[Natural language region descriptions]
▬▬▬▬▬▬
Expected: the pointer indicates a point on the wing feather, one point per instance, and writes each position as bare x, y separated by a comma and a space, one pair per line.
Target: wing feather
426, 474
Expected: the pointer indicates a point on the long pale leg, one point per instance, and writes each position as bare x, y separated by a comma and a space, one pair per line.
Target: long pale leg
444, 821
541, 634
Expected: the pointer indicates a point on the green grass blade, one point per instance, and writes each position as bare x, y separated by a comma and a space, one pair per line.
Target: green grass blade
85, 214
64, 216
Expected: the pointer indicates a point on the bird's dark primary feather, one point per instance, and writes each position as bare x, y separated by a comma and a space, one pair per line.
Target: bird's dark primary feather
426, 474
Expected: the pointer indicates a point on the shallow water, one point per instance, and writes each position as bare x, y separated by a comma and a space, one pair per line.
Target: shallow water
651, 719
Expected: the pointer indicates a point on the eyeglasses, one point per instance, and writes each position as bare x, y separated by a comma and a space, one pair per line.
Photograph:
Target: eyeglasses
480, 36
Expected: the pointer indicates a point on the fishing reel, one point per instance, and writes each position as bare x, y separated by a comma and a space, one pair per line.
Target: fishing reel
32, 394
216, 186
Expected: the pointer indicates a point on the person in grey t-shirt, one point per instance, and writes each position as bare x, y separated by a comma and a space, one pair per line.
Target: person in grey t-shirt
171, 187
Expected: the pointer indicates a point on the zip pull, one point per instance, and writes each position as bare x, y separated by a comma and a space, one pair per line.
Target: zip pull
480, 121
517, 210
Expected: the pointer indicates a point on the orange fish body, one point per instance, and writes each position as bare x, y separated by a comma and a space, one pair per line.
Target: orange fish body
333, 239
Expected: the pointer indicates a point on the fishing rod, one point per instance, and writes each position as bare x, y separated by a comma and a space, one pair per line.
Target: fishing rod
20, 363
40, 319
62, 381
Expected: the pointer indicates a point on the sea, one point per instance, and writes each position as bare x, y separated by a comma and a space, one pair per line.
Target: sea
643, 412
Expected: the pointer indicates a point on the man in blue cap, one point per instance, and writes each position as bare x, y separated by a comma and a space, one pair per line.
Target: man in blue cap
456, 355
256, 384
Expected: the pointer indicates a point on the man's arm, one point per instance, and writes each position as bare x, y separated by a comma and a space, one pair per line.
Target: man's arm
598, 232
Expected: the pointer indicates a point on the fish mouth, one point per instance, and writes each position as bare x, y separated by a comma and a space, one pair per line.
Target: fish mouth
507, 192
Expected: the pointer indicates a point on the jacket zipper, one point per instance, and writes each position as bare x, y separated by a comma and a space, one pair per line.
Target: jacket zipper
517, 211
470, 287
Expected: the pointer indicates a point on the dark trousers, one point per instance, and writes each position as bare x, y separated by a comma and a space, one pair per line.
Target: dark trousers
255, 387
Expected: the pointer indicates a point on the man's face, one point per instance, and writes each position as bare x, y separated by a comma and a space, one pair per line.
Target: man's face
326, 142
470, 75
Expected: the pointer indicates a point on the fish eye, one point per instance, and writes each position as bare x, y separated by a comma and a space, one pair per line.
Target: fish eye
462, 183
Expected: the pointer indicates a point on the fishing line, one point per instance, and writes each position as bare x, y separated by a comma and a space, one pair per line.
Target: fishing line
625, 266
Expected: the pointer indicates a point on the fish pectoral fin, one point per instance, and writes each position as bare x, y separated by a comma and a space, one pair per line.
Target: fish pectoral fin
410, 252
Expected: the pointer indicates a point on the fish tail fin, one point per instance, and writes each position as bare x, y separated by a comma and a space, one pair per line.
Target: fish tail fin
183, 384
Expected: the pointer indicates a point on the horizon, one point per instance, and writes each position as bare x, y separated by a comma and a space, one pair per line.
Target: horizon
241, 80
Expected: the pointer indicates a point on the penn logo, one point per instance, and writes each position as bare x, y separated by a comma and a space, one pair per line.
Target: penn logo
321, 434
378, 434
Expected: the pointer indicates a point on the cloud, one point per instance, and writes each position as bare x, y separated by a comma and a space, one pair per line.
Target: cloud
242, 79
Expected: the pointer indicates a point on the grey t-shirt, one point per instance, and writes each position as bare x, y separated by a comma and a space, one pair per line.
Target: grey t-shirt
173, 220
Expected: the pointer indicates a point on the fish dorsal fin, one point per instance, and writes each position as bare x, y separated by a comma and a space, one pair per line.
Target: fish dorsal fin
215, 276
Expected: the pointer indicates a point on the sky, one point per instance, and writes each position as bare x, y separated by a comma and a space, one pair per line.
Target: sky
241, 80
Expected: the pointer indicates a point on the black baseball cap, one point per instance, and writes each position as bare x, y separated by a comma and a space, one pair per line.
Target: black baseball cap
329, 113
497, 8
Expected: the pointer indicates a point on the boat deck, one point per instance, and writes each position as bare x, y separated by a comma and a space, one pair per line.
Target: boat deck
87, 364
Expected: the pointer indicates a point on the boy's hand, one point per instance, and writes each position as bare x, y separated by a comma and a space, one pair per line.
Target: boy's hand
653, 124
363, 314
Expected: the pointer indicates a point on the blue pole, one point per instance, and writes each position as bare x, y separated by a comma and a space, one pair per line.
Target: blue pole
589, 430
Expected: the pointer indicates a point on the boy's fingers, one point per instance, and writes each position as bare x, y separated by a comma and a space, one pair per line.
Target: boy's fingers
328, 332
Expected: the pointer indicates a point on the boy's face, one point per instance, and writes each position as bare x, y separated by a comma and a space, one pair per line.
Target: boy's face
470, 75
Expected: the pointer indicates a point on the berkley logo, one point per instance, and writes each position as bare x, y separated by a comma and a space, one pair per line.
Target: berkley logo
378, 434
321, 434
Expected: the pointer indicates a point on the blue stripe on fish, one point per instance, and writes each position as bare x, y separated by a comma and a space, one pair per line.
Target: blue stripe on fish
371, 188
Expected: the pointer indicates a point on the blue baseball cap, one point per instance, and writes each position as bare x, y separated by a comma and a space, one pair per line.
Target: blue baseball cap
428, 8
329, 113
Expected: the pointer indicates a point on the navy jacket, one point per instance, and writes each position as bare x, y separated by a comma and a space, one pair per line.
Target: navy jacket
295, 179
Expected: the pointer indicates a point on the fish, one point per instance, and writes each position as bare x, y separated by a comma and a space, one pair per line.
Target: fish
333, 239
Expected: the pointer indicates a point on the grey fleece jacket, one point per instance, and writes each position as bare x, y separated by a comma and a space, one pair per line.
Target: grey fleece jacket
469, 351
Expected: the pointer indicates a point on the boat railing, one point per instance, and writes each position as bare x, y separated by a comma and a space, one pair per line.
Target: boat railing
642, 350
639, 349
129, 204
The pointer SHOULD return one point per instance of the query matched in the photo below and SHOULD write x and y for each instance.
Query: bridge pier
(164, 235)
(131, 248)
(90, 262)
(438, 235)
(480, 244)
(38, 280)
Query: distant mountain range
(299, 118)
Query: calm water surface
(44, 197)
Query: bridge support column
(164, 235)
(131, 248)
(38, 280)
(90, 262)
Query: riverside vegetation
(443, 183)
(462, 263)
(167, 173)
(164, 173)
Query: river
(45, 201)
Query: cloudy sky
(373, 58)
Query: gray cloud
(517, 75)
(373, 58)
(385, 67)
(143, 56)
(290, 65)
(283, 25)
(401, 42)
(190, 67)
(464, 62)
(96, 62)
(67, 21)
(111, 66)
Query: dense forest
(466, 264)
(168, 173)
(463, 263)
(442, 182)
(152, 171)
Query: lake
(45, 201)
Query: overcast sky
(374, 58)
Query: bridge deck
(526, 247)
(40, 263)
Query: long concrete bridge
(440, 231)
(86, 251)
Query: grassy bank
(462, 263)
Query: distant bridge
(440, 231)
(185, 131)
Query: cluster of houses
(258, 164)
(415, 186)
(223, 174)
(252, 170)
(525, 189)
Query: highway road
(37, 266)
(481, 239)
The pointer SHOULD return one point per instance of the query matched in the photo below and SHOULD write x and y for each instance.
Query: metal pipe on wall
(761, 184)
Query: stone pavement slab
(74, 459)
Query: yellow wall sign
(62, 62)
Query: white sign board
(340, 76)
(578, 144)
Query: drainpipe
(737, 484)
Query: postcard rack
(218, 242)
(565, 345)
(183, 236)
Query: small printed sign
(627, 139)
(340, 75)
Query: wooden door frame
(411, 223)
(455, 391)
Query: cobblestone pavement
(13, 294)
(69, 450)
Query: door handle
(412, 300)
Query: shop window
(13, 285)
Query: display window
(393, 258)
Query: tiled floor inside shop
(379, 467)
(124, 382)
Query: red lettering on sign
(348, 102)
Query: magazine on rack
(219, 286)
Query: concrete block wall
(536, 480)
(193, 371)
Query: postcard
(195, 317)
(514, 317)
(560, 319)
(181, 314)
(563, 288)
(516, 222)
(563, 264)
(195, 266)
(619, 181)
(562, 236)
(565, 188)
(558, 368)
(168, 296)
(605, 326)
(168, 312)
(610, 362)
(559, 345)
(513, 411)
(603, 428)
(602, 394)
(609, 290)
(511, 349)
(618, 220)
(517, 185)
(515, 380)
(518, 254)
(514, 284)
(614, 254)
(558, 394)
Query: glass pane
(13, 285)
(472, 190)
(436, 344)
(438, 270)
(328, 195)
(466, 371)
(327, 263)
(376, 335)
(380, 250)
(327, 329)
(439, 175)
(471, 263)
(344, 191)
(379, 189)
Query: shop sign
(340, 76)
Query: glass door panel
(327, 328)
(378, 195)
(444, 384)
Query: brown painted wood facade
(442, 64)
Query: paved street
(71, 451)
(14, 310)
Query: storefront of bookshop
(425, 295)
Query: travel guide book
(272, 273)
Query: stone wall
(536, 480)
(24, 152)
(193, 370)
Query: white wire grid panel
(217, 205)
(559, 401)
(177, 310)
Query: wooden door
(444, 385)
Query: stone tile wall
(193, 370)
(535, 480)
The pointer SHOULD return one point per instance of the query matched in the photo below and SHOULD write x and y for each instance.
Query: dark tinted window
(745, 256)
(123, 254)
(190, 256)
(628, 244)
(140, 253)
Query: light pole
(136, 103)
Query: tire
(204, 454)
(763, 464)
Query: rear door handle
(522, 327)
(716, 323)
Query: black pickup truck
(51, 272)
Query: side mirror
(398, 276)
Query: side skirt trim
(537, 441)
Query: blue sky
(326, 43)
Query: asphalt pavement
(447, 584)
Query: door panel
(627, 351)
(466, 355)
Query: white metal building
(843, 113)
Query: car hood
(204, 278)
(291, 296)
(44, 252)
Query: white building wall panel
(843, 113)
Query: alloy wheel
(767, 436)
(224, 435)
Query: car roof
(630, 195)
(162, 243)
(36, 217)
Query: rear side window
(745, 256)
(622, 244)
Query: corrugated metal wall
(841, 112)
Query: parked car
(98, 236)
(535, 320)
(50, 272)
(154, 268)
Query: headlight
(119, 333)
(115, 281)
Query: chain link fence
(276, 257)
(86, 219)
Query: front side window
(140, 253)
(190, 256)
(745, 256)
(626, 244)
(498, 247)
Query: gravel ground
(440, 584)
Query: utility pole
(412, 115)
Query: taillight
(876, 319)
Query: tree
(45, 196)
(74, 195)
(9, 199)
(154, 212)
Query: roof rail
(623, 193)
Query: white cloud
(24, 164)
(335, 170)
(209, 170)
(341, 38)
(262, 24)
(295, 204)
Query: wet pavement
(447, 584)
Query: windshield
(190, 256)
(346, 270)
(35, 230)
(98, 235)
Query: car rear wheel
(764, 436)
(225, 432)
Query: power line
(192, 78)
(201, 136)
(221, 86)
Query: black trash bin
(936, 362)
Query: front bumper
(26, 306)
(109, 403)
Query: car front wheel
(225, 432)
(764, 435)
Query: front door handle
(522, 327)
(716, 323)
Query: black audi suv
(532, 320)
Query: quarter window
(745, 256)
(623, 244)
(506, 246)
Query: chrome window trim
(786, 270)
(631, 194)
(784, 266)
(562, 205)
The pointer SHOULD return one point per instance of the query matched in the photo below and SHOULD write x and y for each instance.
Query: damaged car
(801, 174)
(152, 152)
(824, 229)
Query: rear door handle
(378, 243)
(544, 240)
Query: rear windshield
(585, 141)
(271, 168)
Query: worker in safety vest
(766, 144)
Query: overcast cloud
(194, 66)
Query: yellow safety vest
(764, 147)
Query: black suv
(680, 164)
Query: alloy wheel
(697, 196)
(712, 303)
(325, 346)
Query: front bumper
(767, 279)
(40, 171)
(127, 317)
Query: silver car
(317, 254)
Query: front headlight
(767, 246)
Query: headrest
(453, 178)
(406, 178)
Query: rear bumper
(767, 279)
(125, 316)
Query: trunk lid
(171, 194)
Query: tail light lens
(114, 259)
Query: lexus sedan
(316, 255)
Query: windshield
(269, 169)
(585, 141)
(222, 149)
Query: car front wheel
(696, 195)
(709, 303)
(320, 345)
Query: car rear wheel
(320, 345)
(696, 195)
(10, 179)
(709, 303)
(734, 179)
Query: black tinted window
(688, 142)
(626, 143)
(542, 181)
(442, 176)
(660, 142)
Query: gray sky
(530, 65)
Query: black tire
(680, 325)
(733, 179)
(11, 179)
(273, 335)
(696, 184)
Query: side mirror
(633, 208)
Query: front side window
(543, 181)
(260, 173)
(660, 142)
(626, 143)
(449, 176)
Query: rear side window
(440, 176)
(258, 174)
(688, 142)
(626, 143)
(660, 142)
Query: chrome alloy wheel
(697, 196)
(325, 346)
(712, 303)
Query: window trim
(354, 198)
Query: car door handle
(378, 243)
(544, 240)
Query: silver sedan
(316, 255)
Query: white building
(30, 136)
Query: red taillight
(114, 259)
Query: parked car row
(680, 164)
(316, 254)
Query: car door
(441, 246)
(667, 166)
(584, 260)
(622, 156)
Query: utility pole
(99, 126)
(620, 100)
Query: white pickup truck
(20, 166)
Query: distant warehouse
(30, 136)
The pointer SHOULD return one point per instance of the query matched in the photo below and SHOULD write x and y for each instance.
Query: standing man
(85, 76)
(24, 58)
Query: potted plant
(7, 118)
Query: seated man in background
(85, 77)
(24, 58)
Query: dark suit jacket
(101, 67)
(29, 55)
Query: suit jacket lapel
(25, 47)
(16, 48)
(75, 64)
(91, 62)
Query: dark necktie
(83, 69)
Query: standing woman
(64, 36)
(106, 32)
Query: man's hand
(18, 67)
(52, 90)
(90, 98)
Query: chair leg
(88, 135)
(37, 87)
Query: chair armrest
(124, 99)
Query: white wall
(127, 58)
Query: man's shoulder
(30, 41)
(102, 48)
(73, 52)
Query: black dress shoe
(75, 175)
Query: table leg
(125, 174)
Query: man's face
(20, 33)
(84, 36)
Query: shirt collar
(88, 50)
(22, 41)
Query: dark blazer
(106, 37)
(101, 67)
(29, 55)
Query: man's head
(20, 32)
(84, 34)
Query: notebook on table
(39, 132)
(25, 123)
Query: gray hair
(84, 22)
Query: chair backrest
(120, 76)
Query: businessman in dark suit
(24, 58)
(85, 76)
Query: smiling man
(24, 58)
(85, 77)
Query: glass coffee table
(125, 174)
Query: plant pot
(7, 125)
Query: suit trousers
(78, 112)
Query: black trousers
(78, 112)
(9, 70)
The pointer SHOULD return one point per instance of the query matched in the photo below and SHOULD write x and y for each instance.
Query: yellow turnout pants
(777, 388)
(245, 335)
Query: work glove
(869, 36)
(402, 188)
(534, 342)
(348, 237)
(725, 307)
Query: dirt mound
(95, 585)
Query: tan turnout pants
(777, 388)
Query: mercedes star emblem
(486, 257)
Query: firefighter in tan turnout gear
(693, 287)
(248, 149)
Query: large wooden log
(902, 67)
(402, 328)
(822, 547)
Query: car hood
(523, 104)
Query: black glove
▬▬▬▬▬▬
YOUR INSTRUCTIONS =
Your output should be an exact copy of every line from the one containing "Query: potted plant" through the end of the records.

EXERCISE RESPONSE =
Query: potted plant
(7, 118)
Query: seated man in background
(85, 77)
(24, 58)
Query: dark suit jacket
(101, 67)
(29, 55)
Query: suit jacket lapel
(25, 47)
(16, 48)
(75, 64)
(91, 62)
Query: dark necktie
(83, 69)
Query: standing woman
(64, 36)
(106, 32)
Query: man's hand
(18, 67)
(52, 90)
(90, 98)
Query: chair leg
(88, 135)
(37, 87)
Query: chair armrest
(124, 99)
Query: white wall
(127, 58)
Query: man's shoulder
(30, 41)
(102, 48)
(73, 52)
Query: black dress shoe
(75, 175)
Query: table leg
(125, 174)
Query: man's face
(20, 33)
(84, 36)
Query: shirt collar
(88, 50)
(22, 41)
Query: dark blazer
(106, 37)
(101, 67)
(29, 55)
Query: man's head
(20, 32)
(84, 34)
Query: notebook on table
(39, 132)
(25, 123)
Query: gray hair
(84, 22)
Query: chair backrest
(120, 76)
Query: businessman in dark suit
(24, 58)
(85, 76)
Query: smiling man
(24, 58)
(85, 77)
Query: glass coffee table
(125, 174)
Query: plant pot
(7, 125)
Query: suit trousers
(78, 112)
Query: black trousers
(78, 112)
(9, 70)
The pointer SHOULD return one point per instance of the query matched in the photo below and SHOULD write x and y for each instance.
Query: yellow turnout pants
(777, 388)
(245, 335)
Query: work glove
(869, 36)
(402, 188)
(534, 342)
(348, 237)
(725, 307)
Query: dirt mound
(95, 585)
Query: tan turnout pants
(777, 388)
Query: mercedes star emblem
(486, 257)
Query: firefighter in tan turnout gear
(693, 287)
(248, 149)
Query: large wooden log
(902, 67)
(402, 328)
(822, 547)
Query: car hood
(523, 104)
Query: black glove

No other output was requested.